- _やること 1_
下のエントリの中から「behind」という文字列を含む行をすべて見つけ、そのまま書き写してください。

- _ページ抜粋_
はじめに
3連休もう一回やらせて! nikkieです。
『Clean Agile』を読み返していて、XPのテクニカルプラクティス「シンプルな設計」はあっさりしているという感想を持ちました(文字サイズにもよると思いますが、Kindleで5-6ページです)。
ふと『Clean Craftsmanship』を手に取ったときに6章で「シンプルな設計」のプラクティスをがっつり扱っていることに気づき、「これ読みたかったやつでは」と読んだログを綴ります。
目次
第6章 シンプルな設計
公開されている目次より
第6章 シンプルな設計
YAGNI
テストでカバーする
表現の最大化
重複の最小化
サイズの最小化
シンプルな設計には4つのルールがあると導入され、「テストでカバーする」から「サイズの最小化」がUncle Bobの言葉による4つのルールの説明です。
シンプルとは
この章の導入は「シンプルな設計」の「シンプル」についてです。
シンプルは「簡単」という意味ではない。シンプルとは「もつれていない、絡み合っていない」という意味である。(Kindle版 p.262)
注にてClojureの開発者Rich Hickeyによる「Simple Made Easy」が言及されます。
なおMade Easyですが、
実は XXX Made Easy という表現は,入門書や宣伝・広告などのタイトルに常用される一種の定型句である.日本語でいえば『○○入門』『誰でもわかる○○』『単純明快○○』といったところだ.
#4263. ''XXX Made Easy'' というタイトル (1)より
なので、Rich Hickeyは「誰でもわかるSimple」という発表をしているのです。
この解説については以下のエントリをたびたび参照していまして、
Rich Hickeyの言うSimpleとはLEGOブロックのイメージでとらえています1。
LEGOブロックのように1つ1つは単純なものを組合せてどんな大きなものでも作れるのが、今の私が理解しているシンプルです。
この章の冒頭でUncle Bobが言う「シンプルな設計」はRich Hickeyの言うシンプルと同じと確認できました!2
Uncle Bobは次のように説明します。
シンプルな設計とは、高レベルの方針が低レベルの詳細を知らない設計である。(Kindle版 p.262)
ここを読んでなぜ『Clean Architecture』が書かれたかその一端が分かったというか、Cleanシリーズの結びつきに気付きました。

- _エントリ抜粋_

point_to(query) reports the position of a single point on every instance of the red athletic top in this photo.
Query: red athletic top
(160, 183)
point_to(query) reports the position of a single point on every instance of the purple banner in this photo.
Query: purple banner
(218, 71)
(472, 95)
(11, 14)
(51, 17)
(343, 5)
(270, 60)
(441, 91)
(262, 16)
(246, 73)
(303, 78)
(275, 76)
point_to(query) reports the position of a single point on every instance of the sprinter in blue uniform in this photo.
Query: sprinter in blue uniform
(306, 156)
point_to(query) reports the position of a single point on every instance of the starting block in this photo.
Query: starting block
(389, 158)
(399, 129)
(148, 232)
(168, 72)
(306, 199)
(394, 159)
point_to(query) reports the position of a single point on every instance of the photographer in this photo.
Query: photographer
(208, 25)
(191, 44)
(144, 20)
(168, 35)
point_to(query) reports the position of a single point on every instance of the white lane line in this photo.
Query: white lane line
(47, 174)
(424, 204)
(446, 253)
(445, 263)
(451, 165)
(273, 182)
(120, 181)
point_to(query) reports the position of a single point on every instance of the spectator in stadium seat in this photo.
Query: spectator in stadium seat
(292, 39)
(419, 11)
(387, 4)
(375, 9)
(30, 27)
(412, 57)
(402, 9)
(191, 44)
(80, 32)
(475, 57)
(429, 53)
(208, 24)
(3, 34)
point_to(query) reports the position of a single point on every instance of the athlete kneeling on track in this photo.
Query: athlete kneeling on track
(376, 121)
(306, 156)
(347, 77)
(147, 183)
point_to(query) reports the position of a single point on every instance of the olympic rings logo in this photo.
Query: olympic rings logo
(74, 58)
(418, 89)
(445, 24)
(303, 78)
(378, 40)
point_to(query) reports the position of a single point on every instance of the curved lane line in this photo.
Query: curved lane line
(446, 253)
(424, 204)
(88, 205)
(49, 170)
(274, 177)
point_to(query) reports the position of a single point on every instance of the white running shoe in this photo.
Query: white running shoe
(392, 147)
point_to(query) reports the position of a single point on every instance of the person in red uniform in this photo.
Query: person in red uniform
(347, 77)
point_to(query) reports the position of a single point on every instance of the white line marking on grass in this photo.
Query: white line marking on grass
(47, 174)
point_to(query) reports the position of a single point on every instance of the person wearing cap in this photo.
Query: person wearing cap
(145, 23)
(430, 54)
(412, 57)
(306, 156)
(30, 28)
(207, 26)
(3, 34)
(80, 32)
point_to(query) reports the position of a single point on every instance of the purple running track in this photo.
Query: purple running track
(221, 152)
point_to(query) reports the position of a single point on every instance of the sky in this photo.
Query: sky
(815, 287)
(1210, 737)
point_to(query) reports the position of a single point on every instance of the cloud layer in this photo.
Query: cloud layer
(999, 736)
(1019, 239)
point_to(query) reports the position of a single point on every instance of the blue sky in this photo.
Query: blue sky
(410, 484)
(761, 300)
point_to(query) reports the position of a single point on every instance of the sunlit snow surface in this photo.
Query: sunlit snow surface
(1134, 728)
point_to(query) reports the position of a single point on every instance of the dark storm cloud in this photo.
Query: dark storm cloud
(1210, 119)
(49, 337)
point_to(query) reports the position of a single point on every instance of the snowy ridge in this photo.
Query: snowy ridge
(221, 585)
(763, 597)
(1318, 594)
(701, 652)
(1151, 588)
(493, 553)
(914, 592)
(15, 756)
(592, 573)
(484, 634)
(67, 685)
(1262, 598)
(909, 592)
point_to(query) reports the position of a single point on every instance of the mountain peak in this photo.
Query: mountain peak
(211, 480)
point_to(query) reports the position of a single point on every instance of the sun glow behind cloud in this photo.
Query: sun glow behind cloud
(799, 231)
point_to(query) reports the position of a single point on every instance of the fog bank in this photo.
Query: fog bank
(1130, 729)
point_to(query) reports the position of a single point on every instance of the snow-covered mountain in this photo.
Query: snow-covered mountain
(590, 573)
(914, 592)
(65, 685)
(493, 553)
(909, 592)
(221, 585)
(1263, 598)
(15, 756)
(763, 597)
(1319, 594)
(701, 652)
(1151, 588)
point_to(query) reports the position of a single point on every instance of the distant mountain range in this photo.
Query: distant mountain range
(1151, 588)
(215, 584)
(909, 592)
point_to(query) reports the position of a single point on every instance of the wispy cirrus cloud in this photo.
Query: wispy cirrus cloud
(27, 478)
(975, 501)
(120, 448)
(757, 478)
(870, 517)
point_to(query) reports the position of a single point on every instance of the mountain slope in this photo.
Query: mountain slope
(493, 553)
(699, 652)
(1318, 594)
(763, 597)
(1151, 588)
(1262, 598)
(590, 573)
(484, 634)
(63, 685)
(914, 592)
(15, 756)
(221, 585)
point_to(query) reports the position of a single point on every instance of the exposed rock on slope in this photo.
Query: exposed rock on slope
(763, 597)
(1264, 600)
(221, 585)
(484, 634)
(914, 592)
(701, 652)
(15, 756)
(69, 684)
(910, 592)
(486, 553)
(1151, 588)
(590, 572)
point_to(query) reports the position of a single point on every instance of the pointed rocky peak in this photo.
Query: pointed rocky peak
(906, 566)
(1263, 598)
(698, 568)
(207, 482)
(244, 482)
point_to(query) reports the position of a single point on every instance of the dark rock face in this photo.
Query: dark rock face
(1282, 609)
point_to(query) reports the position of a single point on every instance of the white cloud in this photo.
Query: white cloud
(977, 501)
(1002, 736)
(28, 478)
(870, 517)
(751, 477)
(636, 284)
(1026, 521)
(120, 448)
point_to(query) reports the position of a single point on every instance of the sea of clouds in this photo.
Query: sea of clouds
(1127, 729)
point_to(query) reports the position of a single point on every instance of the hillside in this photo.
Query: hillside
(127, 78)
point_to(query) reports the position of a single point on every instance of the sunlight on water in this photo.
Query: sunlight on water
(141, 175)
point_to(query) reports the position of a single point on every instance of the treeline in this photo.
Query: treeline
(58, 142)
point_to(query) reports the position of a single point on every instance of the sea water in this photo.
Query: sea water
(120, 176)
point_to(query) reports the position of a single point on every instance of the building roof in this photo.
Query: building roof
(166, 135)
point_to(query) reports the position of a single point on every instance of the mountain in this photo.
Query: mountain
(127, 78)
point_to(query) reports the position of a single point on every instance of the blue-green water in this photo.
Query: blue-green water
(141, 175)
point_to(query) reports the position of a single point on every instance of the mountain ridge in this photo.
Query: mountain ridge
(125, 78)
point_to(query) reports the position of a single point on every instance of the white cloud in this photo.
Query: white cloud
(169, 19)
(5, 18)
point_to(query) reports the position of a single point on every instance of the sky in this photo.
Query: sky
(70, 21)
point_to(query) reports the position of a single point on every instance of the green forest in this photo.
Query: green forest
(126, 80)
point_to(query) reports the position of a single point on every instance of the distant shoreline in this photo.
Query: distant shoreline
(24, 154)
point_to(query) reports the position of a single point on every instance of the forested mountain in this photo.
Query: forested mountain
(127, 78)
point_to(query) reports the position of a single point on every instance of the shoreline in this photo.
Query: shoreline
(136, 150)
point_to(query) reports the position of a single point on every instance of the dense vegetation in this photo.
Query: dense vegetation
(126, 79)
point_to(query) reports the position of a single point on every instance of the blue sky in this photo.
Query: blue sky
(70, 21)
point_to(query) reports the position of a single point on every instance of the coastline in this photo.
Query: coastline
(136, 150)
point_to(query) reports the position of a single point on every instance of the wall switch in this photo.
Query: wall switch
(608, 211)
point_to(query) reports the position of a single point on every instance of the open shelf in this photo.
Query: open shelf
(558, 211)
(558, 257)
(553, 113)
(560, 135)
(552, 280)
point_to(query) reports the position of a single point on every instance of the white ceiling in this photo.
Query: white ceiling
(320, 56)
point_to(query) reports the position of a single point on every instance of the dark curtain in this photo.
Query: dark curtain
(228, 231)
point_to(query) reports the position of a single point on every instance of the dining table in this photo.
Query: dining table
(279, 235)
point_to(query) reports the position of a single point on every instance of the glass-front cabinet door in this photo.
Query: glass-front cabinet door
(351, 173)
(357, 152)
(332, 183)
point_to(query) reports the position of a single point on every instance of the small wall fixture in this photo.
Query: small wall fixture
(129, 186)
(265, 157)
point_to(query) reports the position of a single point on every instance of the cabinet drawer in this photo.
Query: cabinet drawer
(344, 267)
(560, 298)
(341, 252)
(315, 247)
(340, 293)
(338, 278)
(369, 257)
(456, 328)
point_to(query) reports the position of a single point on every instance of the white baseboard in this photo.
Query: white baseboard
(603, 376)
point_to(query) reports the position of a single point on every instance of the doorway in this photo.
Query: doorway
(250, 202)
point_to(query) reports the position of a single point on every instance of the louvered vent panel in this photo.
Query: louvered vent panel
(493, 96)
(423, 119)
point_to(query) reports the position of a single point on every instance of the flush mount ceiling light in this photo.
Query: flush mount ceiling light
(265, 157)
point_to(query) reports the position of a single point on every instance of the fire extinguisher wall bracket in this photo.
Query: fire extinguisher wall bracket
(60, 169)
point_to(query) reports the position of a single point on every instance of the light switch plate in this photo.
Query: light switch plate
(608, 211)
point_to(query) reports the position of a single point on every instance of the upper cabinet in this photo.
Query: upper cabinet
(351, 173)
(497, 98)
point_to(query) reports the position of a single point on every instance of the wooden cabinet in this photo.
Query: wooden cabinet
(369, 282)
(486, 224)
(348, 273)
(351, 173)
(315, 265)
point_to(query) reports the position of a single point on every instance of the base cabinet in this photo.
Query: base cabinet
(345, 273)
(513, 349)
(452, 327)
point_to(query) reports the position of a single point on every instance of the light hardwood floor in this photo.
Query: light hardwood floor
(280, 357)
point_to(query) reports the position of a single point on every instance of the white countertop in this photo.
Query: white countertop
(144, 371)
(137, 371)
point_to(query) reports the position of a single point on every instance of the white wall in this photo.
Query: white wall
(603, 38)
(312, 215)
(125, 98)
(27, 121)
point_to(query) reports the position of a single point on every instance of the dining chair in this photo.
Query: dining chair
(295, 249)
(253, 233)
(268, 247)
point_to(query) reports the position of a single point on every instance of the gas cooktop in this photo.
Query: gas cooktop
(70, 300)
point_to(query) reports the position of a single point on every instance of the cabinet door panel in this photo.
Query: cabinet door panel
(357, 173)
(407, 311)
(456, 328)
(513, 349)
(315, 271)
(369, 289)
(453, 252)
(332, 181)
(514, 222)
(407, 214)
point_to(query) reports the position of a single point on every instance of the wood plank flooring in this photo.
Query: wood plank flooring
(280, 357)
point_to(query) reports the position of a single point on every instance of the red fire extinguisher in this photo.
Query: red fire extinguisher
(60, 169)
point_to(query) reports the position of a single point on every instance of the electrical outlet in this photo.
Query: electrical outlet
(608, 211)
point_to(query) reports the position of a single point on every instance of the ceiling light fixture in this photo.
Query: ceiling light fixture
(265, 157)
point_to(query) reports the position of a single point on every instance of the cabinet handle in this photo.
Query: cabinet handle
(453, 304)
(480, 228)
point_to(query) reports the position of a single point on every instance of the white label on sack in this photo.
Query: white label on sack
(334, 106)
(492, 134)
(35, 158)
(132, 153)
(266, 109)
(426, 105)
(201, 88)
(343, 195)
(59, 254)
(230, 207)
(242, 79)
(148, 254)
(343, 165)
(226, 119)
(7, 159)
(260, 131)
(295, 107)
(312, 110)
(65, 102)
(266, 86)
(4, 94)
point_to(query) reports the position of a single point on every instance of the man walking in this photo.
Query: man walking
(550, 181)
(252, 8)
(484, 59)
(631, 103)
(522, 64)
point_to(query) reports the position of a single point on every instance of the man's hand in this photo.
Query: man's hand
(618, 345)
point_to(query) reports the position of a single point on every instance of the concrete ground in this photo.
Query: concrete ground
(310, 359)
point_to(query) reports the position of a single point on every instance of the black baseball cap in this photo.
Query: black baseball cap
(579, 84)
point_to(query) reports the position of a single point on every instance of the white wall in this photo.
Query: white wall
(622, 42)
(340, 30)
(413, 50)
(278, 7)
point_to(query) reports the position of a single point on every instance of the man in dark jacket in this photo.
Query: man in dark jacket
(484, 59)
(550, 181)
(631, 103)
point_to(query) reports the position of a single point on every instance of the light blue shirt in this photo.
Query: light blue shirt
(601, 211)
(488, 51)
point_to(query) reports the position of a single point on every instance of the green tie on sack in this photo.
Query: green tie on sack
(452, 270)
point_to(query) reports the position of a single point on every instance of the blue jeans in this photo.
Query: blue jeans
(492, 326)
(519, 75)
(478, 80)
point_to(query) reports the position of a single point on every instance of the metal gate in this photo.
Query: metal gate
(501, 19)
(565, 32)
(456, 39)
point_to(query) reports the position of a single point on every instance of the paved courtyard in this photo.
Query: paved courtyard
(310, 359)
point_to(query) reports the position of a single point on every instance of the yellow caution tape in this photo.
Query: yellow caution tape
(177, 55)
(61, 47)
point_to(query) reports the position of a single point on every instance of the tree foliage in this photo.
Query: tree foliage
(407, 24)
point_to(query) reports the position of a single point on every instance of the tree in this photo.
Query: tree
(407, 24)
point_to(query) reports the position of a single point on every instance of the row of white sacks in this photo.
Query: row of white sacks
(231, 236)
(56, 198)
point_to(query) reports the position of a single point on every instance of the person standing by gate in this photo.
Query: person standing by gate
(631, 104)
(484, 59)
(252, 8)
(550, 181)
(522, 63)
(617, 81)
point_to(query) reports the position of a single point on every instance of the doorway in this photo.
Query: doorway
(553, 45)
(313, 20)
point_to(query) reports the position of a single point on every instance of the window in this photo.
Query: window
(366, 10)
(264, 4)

- _やること 2_
上の「シンプルな設計」についての文章から、「なおMade Easyですが、」から「という発表をしているのです。」までを全部、一字も変えずに書き出してください。

- _回答 1_
point_to(query) reports the position of a single point on every instance of the sun glow behind cloud in this photo.
Query: sun glow behind cloud

- _回答 2_
なおMade Easyですが、
実は XXX Made Easy という表現は,入門書や宣伝・広告などのタイトルに常用される一種の定型句である.日本語でいえば『○○入門』『誰でもわかる○○』『単純明快○○』といったところだ.
#4263. ''XXX Made Easy'' というタイトル (1)より
なので、Rich Hickeyは「誰でもわかるSimple」という発表をしているのです。